# Data provided:
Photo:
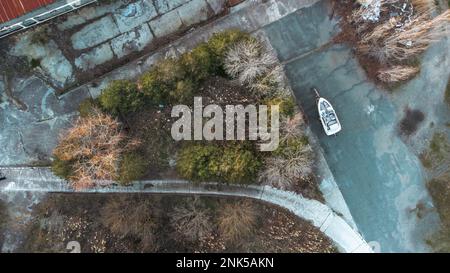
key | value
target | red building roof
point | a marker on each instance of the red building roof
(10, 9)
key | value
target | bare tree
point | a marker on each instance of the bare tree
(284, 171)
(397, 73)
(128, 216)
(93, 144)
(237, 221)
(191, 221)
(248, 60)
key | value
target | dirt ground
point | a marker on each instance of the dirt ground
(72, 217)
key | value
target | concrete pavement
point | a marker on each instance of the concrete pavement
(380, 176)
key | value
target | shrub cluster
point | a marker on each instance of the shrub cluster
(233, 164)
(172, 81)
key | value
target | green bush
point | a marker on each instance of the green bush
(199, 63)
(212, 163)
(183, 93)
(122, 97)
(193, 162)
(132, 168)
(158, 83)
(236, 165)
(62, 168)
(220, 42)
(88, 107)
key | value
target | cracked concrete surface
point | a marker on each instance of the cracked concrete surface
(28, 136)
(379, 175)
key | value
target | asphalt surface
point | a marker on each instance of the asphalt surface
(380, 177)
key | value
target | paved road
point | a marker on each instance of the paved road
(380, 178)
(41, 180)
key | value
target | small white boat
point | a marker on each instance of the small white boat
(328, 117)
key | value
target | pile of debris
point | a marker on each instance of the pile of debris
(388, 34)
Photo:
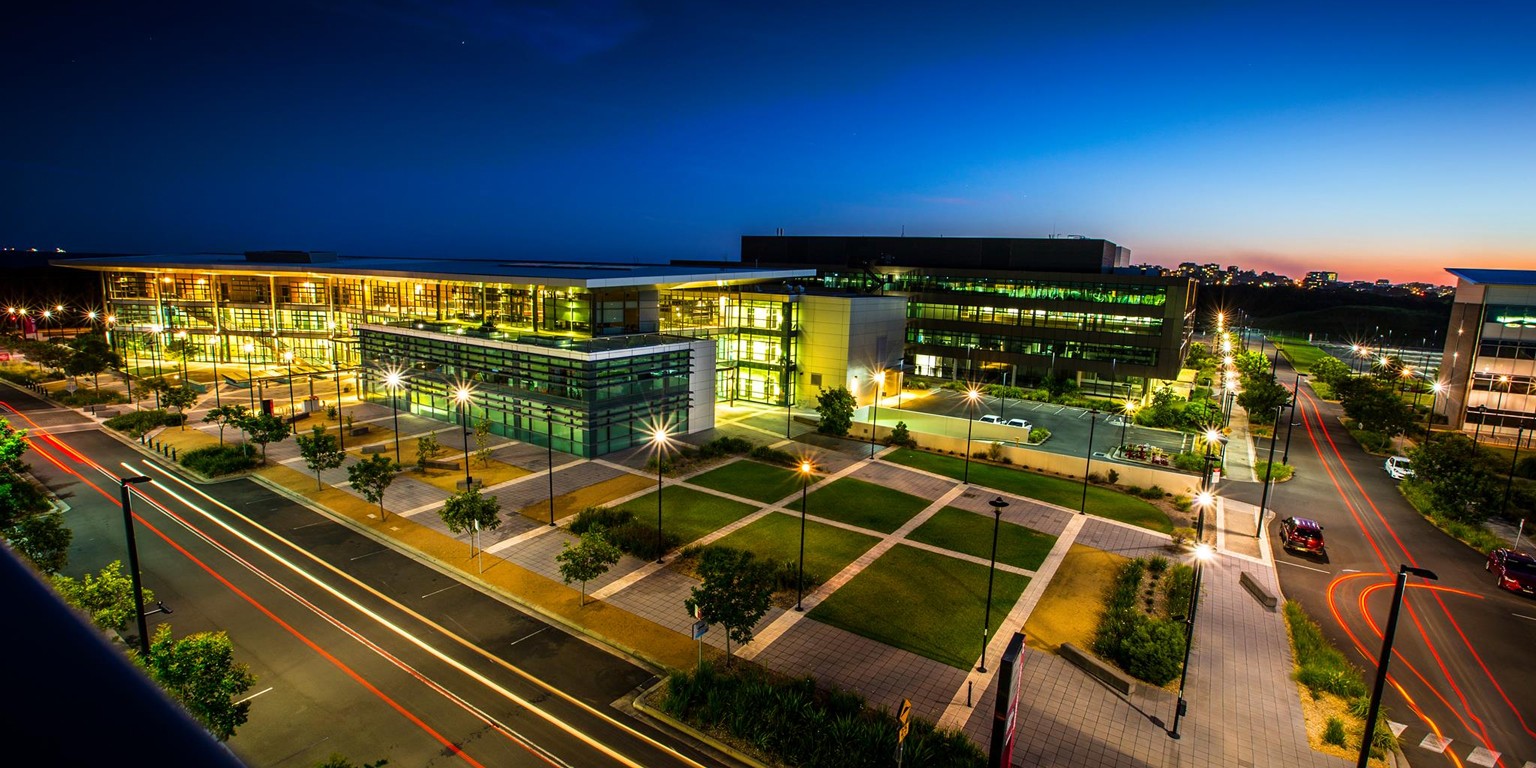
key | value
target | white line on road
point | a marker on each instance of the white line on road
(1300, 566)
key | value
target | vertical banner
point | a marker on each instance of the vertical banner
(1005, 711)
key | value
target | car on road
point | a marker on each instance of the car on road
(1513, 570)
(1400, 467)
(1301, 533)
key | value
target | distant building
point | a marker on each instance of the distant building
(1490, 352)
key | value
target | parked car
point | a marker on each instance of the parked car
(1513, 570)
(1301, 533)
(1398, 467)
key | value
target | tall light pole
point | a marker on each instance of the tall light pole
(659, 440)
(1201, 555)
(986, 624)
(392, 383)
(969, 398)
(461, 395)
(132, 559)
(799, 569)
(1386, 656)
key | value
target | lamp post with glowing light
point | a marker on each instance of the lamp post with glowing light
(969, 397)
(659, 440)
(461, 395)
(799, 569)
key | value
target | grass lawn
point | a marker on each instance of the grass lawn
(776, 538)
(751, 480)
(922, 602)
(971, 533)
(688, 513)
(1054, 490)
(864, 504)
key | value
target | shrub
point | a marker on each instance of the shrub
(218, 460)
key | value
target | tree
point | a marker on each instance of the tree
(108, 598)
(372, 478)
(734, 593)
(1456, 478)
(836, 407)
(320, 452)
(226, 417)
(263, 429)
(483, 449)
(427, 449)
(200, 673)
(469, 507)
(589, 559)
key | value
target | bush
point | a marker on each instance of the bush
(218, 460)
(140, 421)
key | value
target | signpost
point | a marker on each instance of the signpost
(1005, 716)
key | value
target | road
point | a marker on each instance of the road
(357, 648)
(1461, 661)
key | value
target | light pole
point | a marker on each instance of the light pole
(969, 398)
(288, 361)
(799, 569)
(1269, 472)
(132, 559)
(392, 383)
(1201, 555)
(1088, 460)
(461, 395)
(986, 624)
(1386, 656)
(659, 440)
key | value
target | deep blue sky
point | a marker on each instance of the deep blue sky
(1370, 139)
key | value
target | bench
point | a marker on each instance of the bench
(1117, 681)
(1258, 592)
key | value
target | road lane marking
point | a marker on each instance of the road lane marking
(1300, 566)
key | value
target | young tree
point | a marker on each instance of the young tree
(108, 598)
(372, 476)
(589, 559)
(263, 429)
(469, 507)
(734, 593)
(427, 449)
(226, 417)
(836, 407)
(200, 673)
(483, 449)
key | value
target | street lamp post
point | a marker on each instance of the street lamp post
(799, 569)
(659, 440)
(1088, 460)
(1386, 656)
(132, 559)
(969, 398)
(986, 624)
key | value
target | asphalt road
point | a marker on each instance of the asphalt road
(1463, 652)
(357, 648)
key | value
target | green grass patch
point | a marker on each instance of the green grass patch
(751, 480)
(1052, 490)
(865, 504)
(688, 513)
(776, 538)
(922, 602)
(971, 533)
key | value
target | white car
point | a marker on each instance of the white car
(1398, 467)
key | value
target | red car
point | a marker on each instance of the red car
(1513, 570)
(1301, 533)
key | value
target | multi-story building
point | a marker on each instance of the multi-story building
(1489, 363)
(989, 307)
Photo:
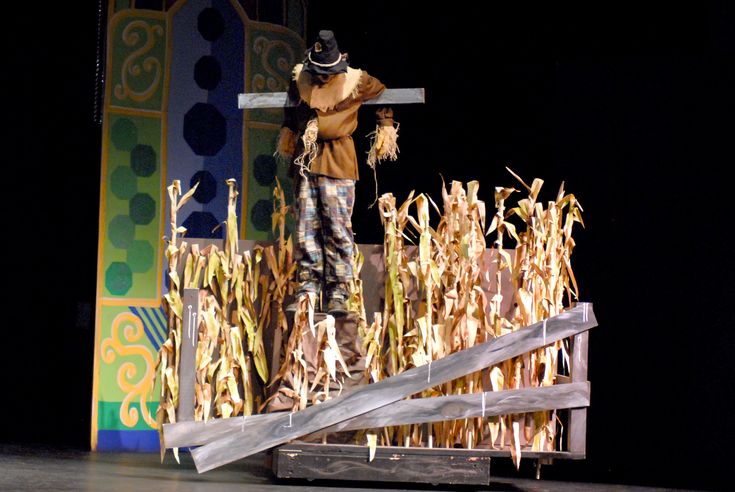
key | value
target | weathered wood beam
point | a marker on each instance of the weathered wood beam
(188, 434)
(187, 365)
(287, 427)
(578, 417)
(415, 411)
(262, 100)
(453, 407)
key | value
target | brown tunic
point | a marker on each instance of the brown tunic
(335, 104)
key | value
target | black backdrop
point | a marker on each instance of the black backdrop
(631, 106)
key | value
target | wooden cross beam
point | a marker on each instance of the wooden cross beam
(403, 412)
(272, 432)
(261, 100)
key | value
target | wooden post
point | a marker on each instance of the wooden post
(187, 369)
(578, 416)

# Action item:
Everything in the listing must be restated word for word, except for the pictures.

# Reply:
Photo:
key | value
target | red building roof
point | a marker on each instance of the red building roof
(10, 9)
key | value
target | bare tree
point | a marker on each instance of the bare tree
(284, 171)
(397, 73)
(128, 216)
(93, 144)
(237, 221)
(191, 221)
(248, 60)
key | value
target | dirt ground
point | a marker on each instance of the dirt ground
(72, 217)
key | value
target | concrete pavement
point | a marker on each instance of the concrete pavement
(380, 176)
key | value
target | shrub cluster
point | a marker on each instance of the shrub cluster
(233, 164)
(172, 81)
key | value
target | green bush
point | a marker on each instance of the green bush
(199, 63)
(212, 163)
(183, 93)
(122, 97)
(193, 162)
(132, 168)
(158, 83)
(236, 165)
(62, 168)
(220, 42)
(88, 107)
key | value
target | cracked concrete surface
point | a marker on each instance of the cracked concrete surface
(28, 136)
(379, 175)
key | value
target | asphalt surface
point | a marker on each instance of the asphalt surface
(380, 177)
key | value
target | paved road
point | a marker on each instance of the paved road
(380, 178)
(41, 180)
key | value
target | small white boat
point | a marker on each instance of the small white boat
(328, 117)
key | value
target | pile of debris
point | a marker on each instance of the pile of debris
(388, 34)
Photo:
key | value
target | white line on road
point | a marker on each instance of the white line on road
(1300, 566)
key | value
target | vertical banner
point | a marker on each instance of the vertical banner
(1005, 711)
key | value
target | car on road
point | a marker on each instance of the car on road
(1513, 570)
(1400, 467)
(1301, 533)
key | value
target | distant building
point | a marker on each instance of the distant building
(1490, 352)
key | value
target | parked car
point | a marker on each instance of the parked car
(1513, 570)
(1301, 533)
(1398, 467)
key | value
target | tall light pole
point | a marker on each instance of the tall light pole
(659, 440)
(1201, 555)
(986, 624)
(392, 383)
(969, 398)
(461, 395)
(132, 559)
(799, 569)
(1386, 656)
key | value
target | lamp post with glowing light
point | a marker on each instance of the lamp post with glowing light
(969, 397)
(659, 440)
(461, 395)
(799, 569)
key | value
target | grass lawn
point | a marker on each instance of the grass lawn
(776, 538)
(751, 480)
(922, 602)
(971, 533)
(688, 513)
(1054, 490)
(864, 504)
key | value
target | shrub
point | a marker on each instance of the shrub
(218, 460)
key | value
target | tree
point | a marker on each instance of the tree
(108, 598)
(372, 478)
(734, 593)
(1456, 478)
(836, 407)
(320, 452)
(226, 417)
(263, 429)
(483, 449)
(427, 449)
(200, 673)
(469, 507)
(589, 559)
key | value
target | bush
point | a marker on each instance of the bush
(218, 460)
(140, 421)
key | value
target | signpost
point | a marker on each instance of the signpost
(1005, 716)
key | value
target | road
point | a marker on each instance of the road
(357, 648)
(1461, 661)
key | value
target | light pole
point | a marker on each instance of the light pole
(969, 398)
(288, 361)
(799, 569)
(1269, 472)
(132, 559)
(392, 383)
(1201, 555)
(1088, 460)
(461, 395)
(986, 624)
(1386, 656)
(659, 440)
key | value
target | deep blue sky
point | a marker on each instance of the deep blue sky
(1370, 139)
key | value
target | bench
point | a marker on each instance of the bench
(1117, 681)
(1258, 592)
key | value
target | road lane marking
point | a marker on each instance of the road lane marking
(1300, 566)
key | value
target | young tree
point | a marker on each instance of the young tree
(108, 598)
(372, 476)
(589, 559)
(263, 429)
(469, 507)
(734, 593)
(427, 449)
(226, 417)
(836, 407)
(200, 673)
(483, 449)
key | value
target | street lamp post
point | a marker on each instance of the street lamp post
(799, 569)
(659, 440)
(1088, 460)
(1386, 656)
(132, 559)
(969, 398)
(986, 624)
key | value
target | asphalt road
point | a marker on each instance of the asphalt road
(1463, 652)
(357, 648)
key | value
target | green grass patch
point | a marker on each instance of the green grass patch
(751, 480)
(1052, 490)
(865, 504)
(688, 513)
(776, 538)
(922, 602)
(971, 533)
key | value
target | white car
point | a marker on each instance of the white car
(1398, 467)
key | value
target | red car
point | a marker on each instance of the red car
(1513, 570)
(1301, 533)
key | value
target | multi-story building
point | a marker on each instance of the multi-story building
(1489, 363)
(989, 307)
Photo:
key | value
target | weathered wood beam
point | a marker on each instance of the weathered wood beam
(188, 434)
(187, 365)
(287, 427)
(578, 417)
(415, 411)
(262, 100)
(453, 407)
key | value
target | brown tunic
point | a marker on each instance of the brown tunic
(335, 104)
key | value
target | black backdrop
point | a marker on each instance of the black backdrop
(631, 106)
key | value
target | wooden cross beam
point | a marker on each instance of the wooden cross beam
(403, 412)
(272, 432)
(261, 100)
key | value
target | wooden post
point | a marker on each instance of the wooden post
(187, 369)
(578, 416)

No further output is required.